-- Work instruction 1 --
Translate this sentence from the dentist essay into Spanish: "Again, it all boils down to perspective."
-- Work instruction 2 --
Please pick up the essay about a dentist visit after its final sentence and keep writing in the same voice.
START Selected text
Originally, I was going to describe my trip to the dentist. Then I thought, how dull! Why would anyone want to read about that? There is nothing vaguely amusing, or scary, about a cracked molar. Stuff like that happens all the time. And apart from the resulting toothache that prompted the visit, the episode overall wasn’t all that painful. However, as this storyteller recently discovered, drama is as much about perspective as it is about presentation and content…and pretending you’re someplace you’re not. So relax and enjoy the visit. I promise, you won’t feel a thing.
Seeing a dentist is actually one of the few ordeals in life that don’t intimidate me. There are far worse trials, far as I’m concerned, than having my teeth worked on. For example, I’d rather undergo a root canal any day, even an extraction, than to balance myself on a ladder. Heights terrify me. Of course, if it’s a tossup between climbing a ladder and making a phone call, I’d opt for the ladder in a heartbeat. Tells you how I feel about phones.
A needle syringe is something else that doesn’t unnerve me the way it does other people. What’s with some of the patients on those medical emergency shows? You see a guy whose arm was mangled in a mulcher, cradling his bloody appendage. The ER nurse tries to administer a tetanus shot, and he recoils in horror. “Please, no needles! I despise needles!” I’m thinking: Get real, fella! Your arm has just been ground into hamburger, and you’re afraid of one skinny little needle??? Compared to that, an injection is barely a kiss!
Again, it all boils down to perspective. In my time, I’ve had doctors stick needles in my gums, needles in both my eyes, needles in fresh wounds, needles in places I’d rather not talk about. Does having my flesh punctured provoke fits of hilarity? Hardly. BUT…it beats swabbing public latrines. Or watching reruns of “Gomer Pyle.” Or pretending I’m overjoyed to receive a call from someone I don’t feel like talking to. (I really do hate phones!)
That’s not to imply that sitting in the dentist’s chair all afternoon was fun. I’d have preferred my comfy recliner at home. Also, the experience would have been more diverting had the dental assistant assigned to me worn an alluring fragrance, or whispered sweet, semi-audible nothings in my ear while she shoved gauze and hardware down my throat. I could go on about her, but probably shouldn’t, seeing how she might read this piece in FT and take offense at my remarks. Not cool! Generally speaking, women who stick sharp tools and junk into people’s mouths for a living should NOT be insulted or trifled with. A man could lose more than a tooth that way. (Bear with me; this is the happy gas speaking.)
END Selected text
START Recorded data
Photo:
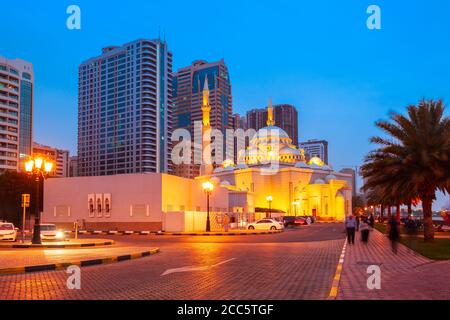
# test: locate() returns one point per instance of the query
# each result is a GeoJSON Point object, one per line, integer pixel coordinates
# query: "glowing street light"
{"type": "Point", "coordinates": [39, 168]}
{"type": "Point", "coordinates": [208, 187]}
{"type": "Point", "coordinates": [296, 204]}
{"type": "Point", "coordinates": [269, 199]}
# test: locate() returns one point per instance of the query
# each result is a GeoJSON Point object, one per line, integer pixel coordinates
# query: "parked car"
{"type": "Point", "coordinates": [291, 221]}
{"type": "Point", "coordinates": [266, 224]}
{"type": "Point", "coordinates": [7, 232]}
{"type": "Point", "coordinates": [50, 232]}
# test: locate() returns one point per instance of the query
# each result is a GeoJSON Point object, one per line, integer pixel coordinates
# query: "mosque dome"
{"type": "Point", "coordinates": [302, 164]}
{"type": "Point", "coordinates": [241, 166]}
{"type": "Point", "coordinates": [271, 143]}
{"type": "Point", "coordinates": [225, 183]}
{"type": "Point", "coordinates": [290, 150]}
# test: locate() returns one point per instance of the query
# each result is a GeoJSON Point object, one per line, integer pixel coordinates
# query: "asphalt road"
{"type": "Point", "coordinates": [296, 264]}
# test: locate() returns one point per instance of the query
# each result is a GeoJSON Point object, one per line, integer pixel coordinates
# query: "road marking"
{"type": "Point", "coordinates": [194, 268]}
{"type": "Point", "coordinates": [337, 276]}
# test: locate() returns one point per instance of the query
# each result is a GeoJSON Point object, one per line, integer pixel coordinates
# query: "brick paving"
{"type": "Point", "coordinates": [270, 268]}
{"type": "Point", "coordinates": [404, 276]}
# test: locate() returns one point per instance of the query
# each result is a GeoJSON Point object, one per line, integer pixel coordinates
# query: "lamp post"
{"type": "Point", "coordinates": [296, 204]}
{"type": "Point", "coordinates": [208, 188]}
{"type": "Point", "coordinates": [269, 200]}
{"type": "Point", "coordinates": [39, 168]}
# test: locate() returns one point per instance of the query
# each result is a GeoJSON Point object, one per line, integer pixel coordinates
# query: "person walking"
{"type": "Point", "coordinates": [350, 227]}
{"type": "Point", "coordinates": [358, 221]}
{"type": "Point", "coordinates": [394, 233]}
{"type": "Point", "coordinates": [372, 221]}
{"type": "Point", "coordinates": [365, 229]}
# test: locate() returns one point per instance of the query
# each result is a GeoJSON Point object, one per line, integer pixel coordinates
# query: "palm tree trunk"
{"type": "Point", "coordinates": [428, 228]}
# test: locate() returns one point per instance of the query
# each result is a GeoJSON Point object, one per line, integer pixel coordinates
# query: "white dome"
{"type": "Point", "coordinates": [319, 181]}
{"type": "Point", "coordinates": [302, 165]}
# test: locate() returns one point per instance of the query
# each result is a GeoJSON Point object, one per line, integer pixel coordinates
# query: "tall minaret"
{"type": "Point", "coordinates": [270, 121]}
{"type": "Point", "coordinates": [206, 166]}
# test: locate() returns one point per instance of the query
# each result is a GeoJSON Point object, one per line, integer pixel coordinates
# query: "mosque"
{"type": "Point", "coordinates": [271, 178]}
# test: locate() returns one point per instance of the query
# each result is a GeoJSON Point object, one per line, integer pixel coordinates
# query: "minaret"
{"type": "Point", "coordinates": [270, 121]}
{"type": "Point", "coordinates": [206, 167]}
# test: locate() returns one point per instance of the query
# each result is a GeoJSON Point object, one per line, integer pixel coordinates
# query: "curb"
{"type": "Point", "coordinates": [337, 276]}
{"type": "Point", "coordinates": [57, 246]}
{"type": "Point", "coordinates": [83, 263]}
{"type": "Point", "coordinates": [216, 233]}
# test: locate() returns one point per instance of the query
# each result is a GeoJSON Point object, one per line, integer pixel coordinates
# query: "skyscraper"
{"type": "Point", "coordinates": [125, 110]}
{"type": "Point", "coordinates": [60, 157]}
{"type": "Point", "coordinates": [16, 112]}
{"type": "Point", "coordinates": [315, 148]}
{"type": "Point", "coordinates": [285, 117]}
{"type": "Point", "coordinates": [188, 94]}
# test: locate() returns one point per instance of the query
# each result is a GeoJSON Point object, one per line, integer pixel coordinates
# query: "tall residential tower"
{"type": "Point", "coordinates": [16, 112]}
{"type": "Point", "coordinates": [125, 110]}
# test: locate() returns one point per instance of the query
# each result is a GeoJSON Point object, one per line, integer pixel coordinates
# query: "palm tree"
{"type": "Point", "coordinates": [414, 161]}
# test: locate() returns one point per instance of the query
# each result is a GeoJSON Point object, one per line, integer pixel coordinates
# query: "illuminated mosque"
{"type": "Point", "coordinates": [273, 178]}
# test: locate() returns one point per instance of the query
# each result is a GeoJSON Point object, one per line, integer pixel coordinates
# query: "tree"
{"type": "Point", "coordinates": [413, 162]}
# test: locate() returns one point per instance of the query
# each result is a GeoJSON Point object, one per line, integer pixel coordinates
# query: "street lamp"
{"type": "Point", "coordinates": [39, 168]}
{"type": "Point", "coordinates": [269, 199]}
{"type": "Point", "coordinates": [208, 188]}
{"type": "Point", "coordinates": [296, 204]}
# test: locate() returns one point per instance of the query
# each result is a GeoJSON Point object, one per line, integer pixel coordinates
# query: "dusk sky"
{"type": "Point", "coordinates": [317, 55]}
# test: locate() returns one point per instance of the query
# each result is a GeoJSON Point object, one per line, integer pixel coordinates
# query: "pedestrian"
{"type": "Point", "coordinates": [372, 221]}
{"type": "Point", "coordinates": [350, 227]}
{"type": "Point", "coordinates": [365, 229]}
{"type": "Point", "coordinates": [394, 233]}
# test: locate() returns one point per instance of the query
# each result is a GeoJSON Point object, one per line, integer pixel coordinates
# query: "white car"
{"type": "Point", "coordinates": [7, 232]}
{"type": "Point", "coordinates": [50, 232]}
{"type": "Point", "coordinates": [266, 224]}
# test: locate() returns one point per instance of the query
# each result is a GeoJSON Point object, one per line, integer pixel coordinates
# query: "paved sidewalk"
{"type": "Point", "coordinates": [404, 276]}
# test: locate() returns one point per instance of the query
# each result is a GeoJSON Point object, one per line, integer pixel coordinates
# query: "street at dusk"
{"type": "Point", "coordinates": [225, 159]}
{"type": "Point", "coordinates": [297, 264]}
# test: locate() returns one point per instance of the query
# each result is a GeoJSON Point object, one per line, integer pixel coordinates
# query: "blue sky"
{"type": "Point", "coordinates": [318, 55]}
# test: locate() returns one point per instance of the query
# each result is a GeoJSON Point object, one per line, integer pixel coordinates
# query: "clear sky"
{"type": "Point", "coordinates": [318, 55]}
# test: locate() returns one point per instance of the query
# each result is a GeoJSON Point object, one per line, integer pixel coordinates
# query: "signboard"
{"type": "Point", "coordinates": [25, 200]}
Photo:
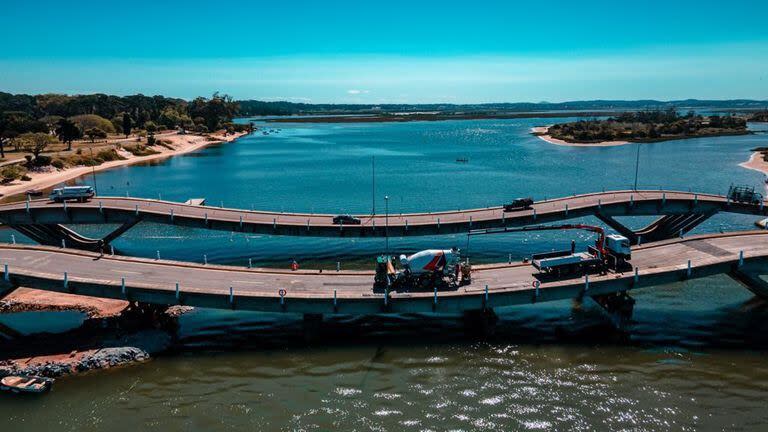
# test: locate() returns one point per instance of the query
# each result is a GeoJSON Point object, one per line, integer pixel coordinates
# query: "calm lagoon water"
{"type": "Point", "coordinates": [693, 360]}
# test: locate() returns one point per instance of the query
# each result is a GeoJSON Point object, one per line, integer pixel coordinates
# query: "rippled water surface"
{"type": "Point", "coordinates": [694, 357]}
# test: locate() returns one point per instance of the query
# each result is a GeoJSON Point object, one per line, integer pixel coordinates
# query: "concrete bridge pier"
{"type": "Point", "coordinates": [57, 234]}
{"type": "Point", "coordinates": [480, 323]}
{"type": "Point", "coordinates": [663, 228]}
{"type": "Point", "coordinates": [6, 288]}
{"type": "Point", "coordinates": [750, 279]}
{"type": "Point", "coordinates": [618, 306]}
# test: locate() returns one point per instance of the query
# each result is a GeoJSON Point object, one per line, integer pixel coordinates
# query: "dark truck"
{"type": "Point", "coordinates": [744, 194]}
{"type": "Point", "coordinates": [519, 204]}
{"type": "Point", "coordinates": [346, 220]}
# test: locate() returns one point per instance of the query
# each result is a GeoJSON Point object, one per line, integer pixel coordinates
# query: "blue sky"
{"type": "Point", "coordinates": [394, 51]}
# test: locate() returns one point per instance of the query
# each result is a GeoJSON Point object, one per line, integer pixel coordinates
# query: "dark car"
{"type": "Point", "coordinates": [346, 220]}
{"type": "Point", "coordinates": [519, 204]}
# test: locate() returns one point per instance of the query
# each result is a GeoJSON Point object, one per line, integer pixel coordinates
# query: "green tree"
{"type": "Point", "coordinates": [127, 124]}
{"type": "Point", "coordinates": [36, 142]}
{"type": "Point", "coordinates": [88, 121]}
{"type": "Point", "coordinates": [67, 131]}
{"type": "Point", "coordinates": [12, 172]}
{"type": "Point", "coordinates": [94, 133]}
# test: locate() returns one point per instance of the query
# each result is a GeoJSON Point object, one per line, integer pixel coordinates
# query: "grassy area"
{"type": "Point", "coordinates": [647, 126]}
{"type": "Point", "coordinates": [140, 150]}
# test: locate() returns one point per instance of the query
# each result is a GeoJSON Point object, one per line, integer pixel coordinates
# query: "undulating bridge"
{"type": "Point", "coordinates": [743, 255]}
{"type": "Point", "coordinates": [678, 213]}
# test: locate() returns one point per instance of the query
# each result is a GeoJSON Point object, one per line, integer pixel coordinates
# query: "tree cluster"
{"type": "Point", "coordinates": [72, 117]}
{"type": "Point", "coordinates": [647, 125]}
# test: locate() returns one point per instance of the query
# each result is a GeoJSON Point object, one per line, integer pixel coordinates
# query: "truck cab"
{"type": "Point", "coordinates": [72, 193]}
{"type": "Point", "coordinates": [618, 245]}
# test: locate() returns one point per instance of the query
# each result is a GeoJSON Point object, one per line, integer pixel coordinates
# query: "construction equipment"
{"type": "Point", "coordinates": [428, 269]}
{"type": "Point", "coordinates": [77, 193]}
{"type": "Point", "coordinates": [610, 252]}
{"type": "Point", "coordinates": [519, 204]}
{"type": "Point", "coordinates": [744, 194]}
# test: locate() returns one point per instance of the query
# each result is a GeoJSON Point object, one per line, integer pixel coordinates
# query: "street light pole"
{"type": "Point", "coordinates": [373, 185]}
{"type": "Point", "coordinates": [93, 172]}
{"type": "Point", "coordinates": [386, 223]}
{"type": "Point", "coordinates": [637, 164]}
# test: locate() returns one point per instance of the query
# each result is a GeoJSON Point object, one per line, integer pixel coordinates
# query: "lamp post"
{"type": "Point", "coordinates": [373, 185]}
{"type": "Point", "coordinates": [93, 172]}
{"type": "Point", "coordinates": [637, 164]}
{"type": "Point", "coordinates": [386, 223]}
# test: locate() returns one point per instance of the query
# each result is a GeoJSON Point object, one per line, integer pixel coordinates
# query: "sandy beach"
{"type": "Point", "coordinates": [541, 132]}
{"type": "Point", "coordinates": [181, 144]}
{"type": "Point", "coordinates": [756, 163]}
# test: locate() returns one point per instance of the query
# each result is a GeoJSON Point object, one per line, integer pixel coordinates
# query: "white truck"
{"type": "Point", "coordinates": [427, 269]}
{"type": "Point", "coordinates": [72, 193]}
END Recorded data
-- Task result 1 --
Una vez más, todo se reduce a la perspectiva.

-- Task result 2 --
My root canal would certainly have been more profitable had the dentist PAID me to keep my jaw propped open for two hours at a stretch, gagging and choking back my spit and boring myself into a funk, instead of billing me for the visit. But who’s complaining? In exchange for my courage and good humor during the procedure, I received my very first crown! I could almost hear “Pomp and Circumstance” blaring through the office vents, throngs of devoted subjects cheering me on, chanting my name. I envisioned men on horseback, jugglers, clowns and brightly attired ladies somersaulting down the boulevard; floats, fireworks, marching bands, and banners bearing my image. (I do so LOVE that gas!) The fantasy gave me such a rush, I hurried home and busted a second tooth so I could start the entire process again!
There was only one problem about making another appointment. It involved using my old nemesis, the telephone. UGH! At first, I was going to have my wife make the call for me, like she usually does. Then I remembered: Hey, I’m royalty now! A king doesn’t let his queen fight his battles. Besides, I’d win more bravery points if I performed the odious deed myself this time—not to mention a second crown. Wouldn’t Jann be proud!
So this big boy girded himself and made the dreaded call. Everything else was gravy.